:: What you are asked to do ::
Copy each line of the listing below exactly.

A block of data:
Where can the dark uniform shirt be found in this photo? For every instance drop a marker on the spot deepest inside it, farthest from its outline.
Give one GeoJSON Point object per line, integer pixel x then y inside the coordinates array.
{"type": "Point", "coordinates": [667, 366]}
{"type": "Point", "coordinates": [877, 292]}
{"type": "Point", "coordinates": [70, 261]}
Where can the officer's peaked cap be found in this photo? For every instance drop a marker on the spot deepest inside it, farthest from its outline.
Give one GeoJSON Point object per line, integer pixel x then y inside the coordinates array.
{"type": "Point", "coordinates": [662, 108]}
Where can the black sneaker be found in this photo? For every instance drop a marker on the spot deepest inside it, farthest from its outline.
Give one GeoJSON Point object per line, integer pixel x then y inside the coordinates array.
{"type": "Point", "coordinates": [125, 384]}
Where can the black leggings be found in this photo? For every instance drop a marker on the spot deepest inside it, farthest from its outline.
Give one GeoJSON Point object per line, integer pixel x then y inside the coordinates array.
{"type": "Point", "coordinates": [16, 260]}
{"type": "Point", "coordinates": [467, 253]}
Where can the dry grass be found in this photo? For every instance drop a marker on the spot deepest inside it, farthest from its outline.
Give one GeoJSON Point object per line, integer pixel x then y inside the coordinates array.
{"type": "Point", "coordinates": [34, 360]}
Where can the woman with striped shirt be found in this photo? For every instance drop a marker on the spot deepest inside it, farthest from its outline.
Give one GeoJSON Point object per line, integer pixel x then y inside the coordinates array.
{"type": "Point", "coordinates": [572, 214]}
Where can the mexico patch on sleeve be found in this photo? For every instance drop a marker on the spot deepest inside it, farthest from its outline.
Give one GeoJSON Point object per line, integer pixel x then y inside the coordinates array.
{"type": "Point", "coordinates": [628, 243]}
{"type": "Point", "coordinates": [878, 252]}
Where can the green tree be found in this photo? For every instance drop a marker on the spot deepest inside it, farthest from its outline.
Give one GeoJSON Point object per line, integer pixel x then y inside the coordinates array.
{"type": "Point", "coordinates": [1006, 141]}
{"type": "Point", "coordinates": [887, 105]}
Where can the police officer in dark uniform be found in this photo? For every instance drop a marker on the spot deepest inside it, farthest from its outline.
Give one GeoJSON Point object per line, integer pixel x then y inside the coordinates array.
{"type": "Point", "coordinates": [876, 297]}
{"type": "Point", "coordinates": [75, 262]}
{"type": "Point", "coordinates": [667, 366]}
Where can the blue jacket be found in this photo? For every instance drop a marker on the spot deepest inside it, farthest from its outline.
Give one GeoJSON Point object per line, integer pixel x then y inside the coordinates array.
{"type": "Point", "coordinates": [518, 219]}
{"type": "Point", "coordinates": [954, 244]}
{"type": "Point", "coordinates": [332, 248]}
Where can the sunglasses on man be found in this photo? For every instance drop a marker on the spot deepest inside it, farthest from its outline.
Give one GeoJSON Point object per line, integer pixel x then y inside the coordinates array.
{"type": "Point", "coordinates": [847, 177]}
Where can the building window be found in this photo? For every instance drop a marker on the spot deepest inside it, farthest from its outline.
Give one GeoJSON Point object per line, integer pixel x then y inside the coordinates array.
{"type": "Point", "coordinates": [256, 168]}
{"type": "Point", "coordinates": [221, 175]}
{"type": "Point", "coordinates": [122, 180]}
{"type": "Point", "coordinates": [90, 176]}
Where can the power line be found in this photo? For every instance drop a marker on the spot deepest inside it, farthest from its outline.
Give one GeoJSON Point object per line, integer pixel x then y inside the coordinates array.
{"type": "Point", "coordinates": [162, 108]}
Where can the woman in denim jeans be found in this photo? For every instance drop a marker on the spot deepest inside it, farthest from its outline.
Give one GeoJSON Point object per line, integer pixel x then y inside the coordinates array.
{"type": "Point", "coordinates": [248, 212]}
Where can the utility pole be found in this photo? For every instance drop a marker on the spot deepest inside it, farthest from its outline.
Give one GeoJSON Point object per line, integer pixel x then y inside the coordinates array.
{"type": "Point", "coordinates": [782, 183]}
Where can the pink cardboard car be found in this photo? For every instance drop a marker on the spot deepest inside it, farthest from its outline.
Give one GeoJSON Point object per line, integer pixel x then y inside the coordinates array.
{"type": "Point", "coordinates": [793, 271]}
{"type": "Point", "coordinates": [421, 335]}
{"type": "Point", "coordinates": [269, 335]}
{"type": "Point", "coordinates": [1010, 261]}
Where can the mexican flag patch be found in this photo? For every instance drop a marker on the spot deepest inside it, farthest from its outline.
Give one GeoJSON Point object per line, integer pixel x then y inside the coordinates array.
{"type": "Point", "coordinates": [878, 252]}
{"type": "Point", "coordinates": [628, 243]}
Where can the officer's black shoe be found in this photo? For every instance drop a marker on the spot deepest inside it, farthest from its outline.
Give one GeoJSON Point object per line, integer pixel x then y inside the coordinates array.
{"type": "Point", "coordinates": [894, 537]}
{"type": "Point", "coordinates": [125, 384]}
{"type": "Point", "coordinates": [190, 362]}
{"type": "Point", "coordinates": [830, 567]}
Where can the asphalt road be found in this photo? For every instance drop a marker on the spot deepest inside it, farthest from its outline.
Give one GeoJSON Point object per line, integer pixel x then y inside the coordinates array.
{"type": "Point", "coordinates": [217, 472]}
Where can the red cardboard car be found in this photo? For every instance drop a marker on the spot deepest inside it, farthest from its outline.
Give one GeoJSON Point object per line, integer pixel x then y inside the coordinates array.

:: Full output ::
Where can the dark uniform shirt be found in this photo? For every instance drop a marker on the spot deepest inside it, farthest from its outline.
Give one GeoJSON Point object per line, integer pixel x then y inside the coordinates array.
{"type": "Point", "coordinates": [667, 366]}
{"type": "Point", "coordinates": [877, 292]}
{"type": "Point", "coordinates": [70, 261]}
Where can the officer's peaked cap be found in this photo? For every instance drop a marker on the spot deepest inside it, farthest from its outline.
Give one GeoJSON Point object per line, integer pixel x then y inside the coordinates array.
{"type": "Point", "coordinates": [662, 108]}
Where can the black sneaker be found in this photo? For every instance drop a marker on the spot deepest inside it, farthest from its outline.
Give one GeoJSON Point object per line, integer pixel x then y inside the coordinates array.
{"type": "Point", "coordinates": [125, 384]}
Where can the black leggings be found in this photo? For every instance drop a marker on the spot deepest inside it, farthest from its outline.
Give one GeoJSON Point object per line, integer pixel x then y inside the coordinates array.
{"type": "Point", "coordinates": [16, 260]}
{"type": "Point", "coordinates": [467, 253]}
Where can the dry grass be found in this photo? For every instance drop a marker on the spot deepest inside it, farthest from its outline.
Give one GeoJSON Point object per line, integer pixel x then y inside the coordinates array.
{"type": "Point", "coordinates": [34, 360]}
Where can the woman with striped shirt be found in this photo? For every instance drop a marker on the spot deepest inside it, farthest from its outline.
Give one GeoJSON Point object per line, integer pixel x then y inside the coordinates array.
{"type": "Point", "coordinates": [572, 214]}
Where can the mexico patch on sleeve be found in this photo? For every instance drop a marker on the spot deepest inside it, farthest from its outline.
Give one GeoJSON Point object per line, integer pixel x then y inside the coordinates array.
{"type": "Point", "coordinates": [628, 243]}
{"type": "Point", "coordinates": [878, 252]}
Where can the green tree be found in this photo? For every instance drop a marker on the spot deepest inside it, farthest from its outline.
Give one GeoJSON Point object per line, integer pixel x then y inside the coordinates array.
{"type": "Point", "coordinates": [1006, 141]}
{"type": "Point", "coordinates": [887, 105]}
Where can the police officer in dark uniform be found in this photo? For every instance drop a marker on the spot deepest inside it, farthest from its outline.
Give one GeoJSON Point object per line, integer pixel x then y inside the coordinates array.
{"type": "Point", "coordinates": [876, 297]}
{"type": "Point", "coordinates": [75, 262]}
{"type": "Point", "coordinates": [667, 366]}
Where can the blue jacket be found in this photo? For every instance drop a marker on the spot deepest inside it, farthest from its outline.
Give one GeoJSON Point object per line, integer pixel x then y inside the coordinates array.
{"type": "Point", "coordinates": [518, 219]}
{"type": "Point", "coordinates": [954, 244]}
{"type": "Point", "coordinates": [332, 248]}
Where can the sunglasses on man be found in this photo? For every instance drop a marker on the spot deepest inside it, farthest from its outline.
Give one GeoJSON Point object per line, integer pixel x then y inside the coordinates array.
{"type": "Point", "coordinates": [847, 177]}
Where can the building window be found in this photo? For every instance drop a marker on the spot deepest inside it, farthest from its outline.
Give one GeoJSON Point object per line, integer pixel x then y inside the coordinates array.
{"type": "Point", "coordinates": [256, 168]}
{"type": "Point", "coordinates": [221, 175]}
{"type": "Point", "coordinates": [122, 180]}
{"type": "Point", "coordinates": [90, 176]}
Where can the power line be found in this photo? For every instance drop a marker on the spot deepest inside it, farthest from its outline.
Give one GeoJSON Point object per line, integer pixel x then y inside the coordinates array.
{"type": "Point", "coordinates": [162, 108]}
Where can the woman in denim jeans be found in this photo? For every instance drop a marker on the spot deepest inside it, farthest from its outline.
Give one GeoJSON Point object per line, integer pixel x then y inside the coordinates array.
{"type": "Point", "coordinates": [248, 212]}
Where can the utility pole be found in this photo? For every instance drop a marker on the spot deepest inside it, farthest from its outline.
Give one GeoJSON Point object per line, integer pixel x then y inside the coordinates array.
{"type": "Point", "coordinates": [782, 183]}
Where can the pink cardboard car be found in this photo? For every instance drop a marker on the spot deepest inside it, farthest from its outline.
Give one GeoJSON Point object per line, integer pixel x then y inside the coordinates array.
{"type": "Point", "coordinates": [793, 271]}
{"type": "Point", "coordinates": [421, 335]}
{"type": "Point", "coordinates": [269, 335]}
{"type": "Point", "coordinates": [1010, 261]}
Where can the mexican flag patch be found in this photo? For every instance drop a marker on the spot deepest inside it, farthest from its outline.
Give one GeoJSON Point object per line, integer pixel x then y inside the coordinates array.
{"type": "Point", "coordinates": [878, 252]}
{"type": "Point", "coordinates": [628, 243]}
Where can the officer's black shoe be found in this photo? For every instance drop a marker on the spot deepest inside it, farthest from its outline.
Give one GeoJSON Point object per line, integer pixel x then y inside the coordinates array.
{"type": "Point", "coordinates": [894, 537]}
{"type": "Point", "coordinates": [125, 384]}
{"type": "Point", "coordinates": [190, 362]}
{"type": "Point", "coordinates": [830, 567]}
Where can the asphalt road be found in this photo? For every instance drop a marker on the spot deepest inside it, farthest from its outline.
Give one GeoJSON Point object per line, integer pixel x then y inside the coordinates array.
{"type": "Point", "coordinates": [217, 472]}
Where can the red cardboard car be found in this photo? For every instance drop a marker on the spot deepest inside it, farthest from its outline.
Give one GeoJSON Point object per line, integer pixel x then y inside the coordinates array.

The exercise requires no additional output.